- WORK REQUIRED: Type out the material below exactly.

- TASK DATA:
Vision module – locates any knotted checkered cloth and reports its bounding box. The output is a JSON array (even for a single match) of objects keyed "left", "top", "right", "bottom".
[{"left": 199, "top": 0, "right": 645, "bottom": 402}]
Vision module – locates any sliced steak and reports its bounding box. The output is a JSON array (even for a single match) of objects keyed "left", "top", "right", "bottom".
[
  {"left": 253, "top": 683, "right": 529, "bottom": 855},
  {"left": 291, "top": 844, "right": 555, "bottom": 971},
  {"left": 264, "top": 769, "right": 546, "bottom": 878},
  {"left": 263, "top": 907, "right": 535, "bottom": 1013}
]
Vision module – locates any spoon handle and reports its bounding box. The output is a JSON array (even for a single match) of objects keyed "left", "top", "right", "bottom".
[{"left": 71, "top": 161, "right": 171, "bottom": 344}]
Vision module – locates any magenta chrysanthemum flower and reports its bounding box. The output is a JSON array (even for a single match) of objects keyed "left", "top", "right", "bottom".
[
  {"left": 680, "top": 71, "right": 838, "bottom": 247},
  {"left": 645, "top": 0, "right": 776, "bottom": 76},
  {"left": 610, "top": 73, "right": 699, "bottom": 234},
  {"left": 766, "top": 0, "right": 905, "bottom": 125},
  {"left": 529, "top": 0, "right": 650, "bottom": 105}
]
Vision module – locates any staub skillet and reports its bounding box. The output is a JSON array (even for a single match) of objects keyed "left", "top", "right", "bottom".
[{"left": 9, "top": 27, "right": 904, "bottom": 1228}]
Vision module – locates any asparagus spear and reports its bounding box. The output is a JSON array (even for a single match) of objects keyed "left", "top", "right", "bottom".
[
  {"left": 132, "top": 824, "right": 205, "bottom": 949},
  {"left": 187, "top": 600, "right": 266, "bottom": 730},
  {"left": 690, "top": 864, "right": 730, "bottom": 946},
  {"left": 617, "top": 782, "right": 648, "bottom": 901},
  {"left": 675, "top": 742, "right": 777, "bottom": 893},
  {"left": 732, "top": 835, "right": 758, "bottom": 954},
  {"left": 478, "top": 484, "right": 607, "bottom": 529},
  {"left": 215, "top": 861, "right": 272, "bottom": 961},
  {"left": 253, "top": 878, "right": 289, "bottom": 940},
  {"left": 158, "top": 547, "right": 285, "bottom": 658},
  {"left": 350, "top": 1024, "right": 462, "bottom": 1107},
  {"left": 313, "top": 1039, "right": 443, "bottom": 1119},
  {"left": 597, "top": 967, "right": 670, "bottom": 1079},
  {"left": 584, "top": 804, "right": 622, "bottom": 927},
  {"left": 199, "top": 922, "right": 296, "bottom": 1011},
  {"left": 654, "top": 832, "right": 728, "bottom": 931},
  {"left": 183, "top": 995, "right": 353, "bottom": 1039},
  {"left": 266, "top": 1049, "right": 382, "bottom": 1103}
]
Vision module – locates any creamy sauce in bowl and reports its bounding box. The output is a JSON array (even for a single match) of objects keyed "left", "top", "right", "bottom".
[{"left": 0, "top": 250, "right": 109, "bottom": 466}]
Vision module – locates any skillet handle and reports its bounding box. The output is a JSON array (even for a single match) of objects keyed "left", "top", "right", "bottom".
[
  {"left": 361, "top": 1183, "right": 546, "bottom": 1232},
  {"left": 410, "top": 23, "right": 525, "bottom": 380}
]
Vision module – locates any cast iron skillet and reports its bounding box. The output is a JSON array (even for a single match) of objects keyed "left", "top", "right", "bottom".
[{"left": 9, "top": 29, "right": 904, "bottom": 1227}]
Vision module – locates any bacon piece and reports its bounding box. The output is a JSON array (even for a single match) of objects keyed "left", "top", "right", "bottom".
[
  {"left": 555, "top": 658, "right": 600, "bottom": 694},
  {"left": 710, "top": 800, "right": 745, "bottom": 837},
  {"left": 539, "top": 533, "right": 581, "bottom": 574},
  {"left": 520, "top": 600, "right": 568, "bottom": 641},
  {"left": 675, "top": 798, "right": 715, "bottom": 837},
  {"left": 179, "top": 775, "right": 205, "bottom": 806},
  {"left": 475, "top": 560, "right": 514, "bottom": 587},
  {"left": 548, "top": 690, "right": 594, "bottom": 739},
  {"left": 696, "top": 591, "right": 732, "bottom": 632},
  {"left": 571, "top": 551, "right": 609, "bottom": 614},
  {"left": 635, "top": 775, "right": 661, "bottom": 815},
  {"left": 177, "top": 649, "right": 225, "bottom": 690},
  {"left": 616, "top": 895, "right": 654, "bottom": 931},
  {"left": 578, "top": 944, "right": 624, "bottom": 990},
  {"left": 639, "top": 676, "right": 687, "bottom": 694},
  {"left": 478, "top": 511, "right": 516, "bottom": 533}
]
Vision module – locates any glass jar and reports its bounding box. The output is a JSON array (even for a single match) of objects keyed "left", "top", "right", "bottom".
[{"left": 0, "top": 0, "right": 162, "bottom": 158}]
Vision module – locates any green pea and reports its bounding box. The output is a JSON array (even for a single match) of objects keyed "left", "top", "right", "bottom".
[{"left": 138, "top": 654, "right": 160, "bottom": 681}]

- TASK ANSWER:
Vision module – locates any knotted checkered cloth and reports its bounding box. The output is a JSON array (even for a single match) of objects keyed "left", "top", "right", "bottom".
[{"left": 199, "top": 0, "right": 645, "bottom": 402}]
Vision module – locates any sliced steak and reports its bounding box. The output is a JSON array (even for a single match) of objects keyed "left", "top", "right", "bottom".
[
  {"left": 253, "top": 683, "right": 529, "bottom": 855},
  {"left": 291, "top": 844, "right": 555, "bottom": 971},
  {"left": 264, "top": 769, "right": 546, "bottom": 878},
  {"left": 263, "top": 907, "right": 535, "bottom": 1013}
]
Vision module – locates any spoon handle and reports its bounding box. The output is a JSON array (even for a single match) of objects keyed "left", "top", "right", "bottom".
[{"left": 71, "top": 161, "right": 171, "bottom": 344}]
Vision module – locates any magenta chrysanthemum flower and reports its bounding box. The output is a JSON array (even for a single match) of objects keyed "left", "top", "right", "bottom".
[
  {"left": 680, "top": 71, "right": 838, "bottom": 247},
  {"left": 645, "top": 0, "right": 776, "bottom": 76},
  {"left": 610, "top": 73, "right": 699, "bottom": 234},
  {"left": 766, "top": 0, "right": 905, "bottom": 125},
  {"left": 529, "top": 0, "right": 650, "bottom": 105}
]
Vision module – locates any staub skillet and reports its bounding box. The output is a JSON array (even for a single match) of objects keyed "left", "top", "right", "bottom".
[{"left": 9, "top": 27, "right": 904, "bottom": 1228}]
Vision module – locates any asparagus spear and reports its bounding box. The output is a JSON array (even for a single match) of objects keyed "left", "top", "right", "bottom".
[
  {"left": 132, "top": 824, "right": 205, "bottom": 949},
  {"left": 187, "top": 600, "right": 266, "bottom": 730},
  {"left": 690, "top": 864, "right": 730, "bottom": 946},
  {"left": 617, "top": 782, "right": 648, "bottom": 901},
  {"left": 675, "top": 742, "right": 777, "bottom": 893},
  {"left": 732, "top": 835, "right": 758, "bottom": 954},
  {"left": 478, "top": 484, "right": 607, "bottom": 529},
  {"left": 215, "top": 861, "right": 272, "bottom": 961},
  {"left": 253, "top": 878, "right": 289, "bottom": 940},
  {"left": 158, "top": 547, "right": 285, "bottom": 658},
  {"left": 350, "top": 1024, "right": 462, "bottom": 1107},
  {"left": 313, "top": 1039, "right": 443, "bottom": 1119},
  {"left": 597, "top": 967, "right": 670, "bottom": 1079},
  {"left": 584, "top": 804, "right": 622, "bottom": 927},
  {"left": 199, "top": 922, "right": 296, "bottom": 1011},
  {"left": 654, "top": 832, "right": 728, "bottom": 931},
  {"left": 183, "top": 995, "right": 353, "bottom": 1039},
  {"left": 266, "top": 1049, "right": 382, "bottom": 1103}
]
Vision module – locates any creamy sauce in bowl and reports its bounding box. The output is a JSON array (even for a single match) of objects keyed "left", "top", "right", "bottom".
[{"left": 0, "top": 250, "right": 109, "bottom": 466}]
Vision module – locates any skillet handle and reports its bounding box. The output is a JSON array (even for a single match) of objects keyed "left", "top", "right", "bottom".
[
  {"left": 361, "top": 1183, "right": 546, "bottom": 1232},
  {"left": 410, "top": 23, "right": 525, "bottom": 380}
]
Vision module – locates any cast iron skillet and reports its bounding box. The output is a JSON array (even for a single match) of objects keyed "left", "top", "right", "bottom".
[{"left": 9, "top": 29, "right": 904, "bottom": 1227}]
Vision module – locates any bacon piece and reports its bounding box. The output is a JSON array (even for a single match) of objects keyed "left", "top", "right", "bottom".
[
  {"left": 555, "top": 658, "right": 600, "bottom": 694},
  {"left": 710, "top": 800, "right": 745, "bottom": 837},
  {"left": 539, "top": 533, "right": 581, "bottom": 574},
  {"left": 520, "top": 600, "right": 568, "bottom": 641},
  {"left": 675, "top": 798, "right": 715, "bottom": 837},
  {"left": 179, "top": 775, "right": 205, "bottom": 806},
  {"left": 475, "top": 560, "right": 514, "bottom": 587},
  {"left": 548, "top": 690, "right": 594, "bottom": 739},
  {"left": 696, "top": 591, "right": 732, "bottom": 632},
  {"left": 571, "top": 551, "right": 609, "bottom": 614},
  {"left": 635, "top": 775, "right": 661, "bottom": 815},
  {"left": 177, "top": 649, "right": 225, "bottom": 690},
  {"left": 616, "top": 895, "right": 654, "bottom": 931},
  {"left": 578, "top": 944, "right": 624, "bottom": 990},
  {"left": 639, "top": 676, "right": 687, "bottom": 694},
  {"left": 478, "top": 511, "right": 516, "bottom": 533}
]
Vision module – locates any glass jar and reports its bounding box. The output is a JSON array (even for a single match) of objects keyed "left", "top", "right", "bottom".
[{"left": 0, "top": 0, "right": 162, "bottom": 158}]
Vision module – locates any green pea and reports its bounding box. The output is a JSON array (even for a single match) of objects keyed "left", "top", "right", "bottom".
[{"left": 138, "top": 654, "right": 160, "bottom": 681}]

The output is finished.